What is being asked
Without the images, set down each entry exactly.

[Referring expression data]
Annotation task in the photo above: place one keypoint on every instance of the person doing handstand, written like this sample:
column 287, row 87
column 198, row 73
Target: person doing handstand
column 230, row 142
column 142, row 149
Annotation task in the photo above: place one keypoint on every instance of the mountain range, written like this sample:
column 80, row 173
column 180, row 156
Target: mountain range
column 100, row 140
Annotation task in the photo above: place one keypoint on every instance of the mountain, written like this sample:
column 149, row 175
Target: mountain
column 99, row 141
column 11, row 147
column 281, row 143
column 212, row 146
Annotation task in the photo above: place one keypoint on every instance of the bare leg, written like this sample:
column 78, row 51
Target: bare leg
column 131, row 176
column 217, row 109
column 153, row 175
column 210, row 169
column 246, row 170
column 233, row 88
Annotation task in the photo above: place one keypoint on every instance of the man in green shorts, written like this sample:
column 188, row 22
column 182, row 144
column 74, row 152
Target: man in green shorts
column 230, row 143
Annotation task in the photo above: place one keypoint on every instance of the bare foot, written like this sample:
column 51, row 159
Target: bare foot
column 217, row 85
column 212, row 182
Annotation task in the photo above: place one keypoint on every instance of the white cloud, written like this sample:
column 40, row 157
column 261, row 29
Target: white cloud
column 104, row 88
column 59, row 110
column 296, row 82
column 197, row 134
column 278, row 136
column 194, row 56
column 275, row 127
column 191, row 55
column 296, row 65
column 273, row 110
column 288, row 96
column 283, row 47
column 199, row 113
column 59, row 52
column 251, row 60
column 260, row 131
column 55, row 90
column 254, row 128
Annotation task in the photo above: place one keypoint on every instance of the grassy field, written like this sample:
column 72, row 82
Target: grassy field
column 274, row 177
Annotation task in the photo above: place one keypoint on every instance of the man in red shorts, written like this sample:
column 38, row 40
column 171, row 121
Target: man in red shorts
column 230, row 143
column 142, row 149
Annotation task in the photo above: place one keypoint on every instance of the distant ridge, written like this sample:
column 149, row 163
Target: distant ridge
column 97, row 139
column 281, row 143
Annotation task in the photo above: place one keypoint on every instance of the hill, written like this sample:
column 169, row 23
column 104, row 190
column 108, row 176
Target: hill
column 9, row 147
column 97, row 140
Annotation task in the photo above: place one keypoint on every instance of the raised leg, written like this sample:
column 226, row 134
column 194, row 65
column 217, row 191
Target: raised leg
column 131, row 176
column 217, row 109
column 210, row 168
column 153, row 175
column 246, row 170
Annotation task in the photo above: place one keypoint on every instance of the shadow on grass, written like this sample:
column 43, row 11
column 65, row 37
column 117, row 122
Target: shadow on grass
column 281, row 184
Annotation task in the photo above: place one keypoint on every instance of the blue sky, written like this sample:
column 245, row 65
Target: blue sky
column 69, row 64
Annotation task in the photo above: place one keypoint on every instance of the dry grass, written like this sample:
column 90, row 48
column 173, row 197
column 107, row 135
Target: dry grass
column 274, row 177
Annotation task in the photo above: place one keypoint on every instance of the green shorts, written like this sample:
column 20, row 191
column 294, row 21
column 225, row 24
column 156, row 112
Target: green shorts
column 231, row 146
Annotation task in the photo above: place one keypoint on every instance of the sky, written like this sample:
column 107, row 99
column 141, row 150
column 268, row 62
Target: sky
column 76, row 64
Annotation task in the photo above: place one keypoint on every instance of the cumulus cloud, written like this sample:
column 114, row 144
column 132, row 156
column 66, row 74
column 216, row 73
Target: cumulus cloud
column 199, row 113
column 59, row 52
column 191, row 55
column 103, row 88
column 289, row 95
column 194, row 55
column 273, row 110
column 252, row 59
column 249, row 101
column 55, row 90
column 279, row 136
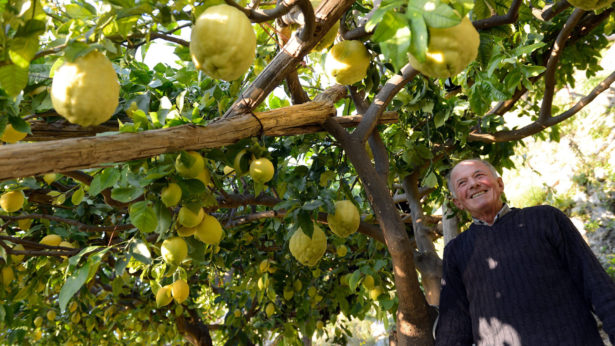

Exercise response
Annotation task in the photo above: place one keypoint on every instance of the person doing handstand, written like this sample:
column 287, row 87
column 198, row 73
Target: person doing handstand
column 230, row 142
column 142, row 149
Annotation task in the photo above: place one keypoint on every instance of the mountain range, written like this sample:
column 80, row 173
column 180, row 156
Target: mountain range
column 100, row 140
Annotation task in the photo above: place one keypoint on every instance of the mountain, written like this sample:
column 149, row 175
Target: mountain
column 99, row 141
column 11, row 147
column 281, row 143
column 212, row 146
Annotation task in the photo above: place one keypoint on every instance of the bare leg, written like this sample:
column 78, row 51
Target: bare leg
column 131, row 176
column 217, row 109
column 153, row 175
column 210, row 169
column 246, row 170
column 233, row 88
Annotation task in the photo above: place one keypoint on every instance of the man in green shorts, written like this sample:
column 188, row 22
column 182, row 144
column 74, row 152
Target: man in green shorts
column 230, row 143
Annotation task in the photo above: place one keypoint on every instance of the bare foot, written like this sample:
column 51, row 159
Target: bare foot
column 217, row 85
column 212, row 182
Annotation task in the photo above: place one keypoint on every instance of the white cloud, written like this sample:
column 40, row 157
column 261, row 29
Target: white cloud
column 104, row 88
column 59, row 110
column 296, row 82
column 197, row 134
column 278, row 136
column 194, row 56
column 275, row 127
column 191, row 55
column 296, row 65
column 273, row 110
column 288, row 96
column 283, row 47
column 199, row 113
column 59, row 52
column 251, row 60
column 260, row 131
column 55, row 90
column 254, row 128
Annotation task in the photo above: place one keypoint on every instance of the grassy field, written like this sample:
column 72, row 82
Target: grassy field
column 274, row 177
Annotation task in the photo above: place one keypoint on every instance of the man in red shorts, written like this sample:
column 38, row 40
column 171, row 121
Target: man in red shorts
column 230, row 143
column 142, row 149
Annotation task in the photo above: place one keypoint on every instance of the distant ridge, written like this sample:
column 149, row 163
Target: distant ridge
column 97, row 139
column 281, row 143
Annotation task in the photo above: place one keypoint on every instance of the hill, written like this sample:
column 169, row 23
column 104, row 190
column 108, row 176
Target: hill
column 9, row 147
column 97, row 140
Annotation task in the photo above: place one keypoint on every instance of the raised leg, written like this sample:
column 226, row 134
column 194, row 65
column 217, row 191
Target: raised leg
column 131, row 176
column 217, row 109
column 210, row 168
column 153, row 175
column 246, row 170
Annotation task in the photo above: place one keypoint on every instance of the shadow on grass, written like this sample:
column 43, row 11
column 65, row 37
column 117, row 122
Target: shadow on grass
column 281, row 184
Annotation task in the photo above: place one keypoint on every instance of the blue sky, written like this sample:
column 245, row 65
Target: blue sky
column 69, row 64
Annotation task in the photo above: place one keypoint on every instance of the dry grass, written like this sample:
column 90, row 48
column 173, row 197
column 107, row 135
Target: dry grass
column 274, row 177
Annotation task in the photo above: place one keypoint on every instance of the green shorts, written like this sample:
column 20, row 191
column 294, row 21
column 225, row 24
column 156, row 112
Target: green shorts
column 231, row 146
Annotation task in the photo above: place one keypoint on every instance of the sky, written like this sample:
column 107, row 99
column 141, row 150
column 268, row 62
Target: sky
column 76, row 64
Annotation task in the photo above: place one keypoint on every instance of the cumulus cloud, written like this sample:
column 114, row 144
column 132, row 156
column 66, row 74
column 216, row 73
Target: cumulus cloud
column 199, row 113
column 59, row 52
column 191, row 55
column 103, row 88
column 289, row 95
column 194, row 55
column 273, row 110
column 252, row 59
column 249, row 101
column 55, row 90
column 279, row 136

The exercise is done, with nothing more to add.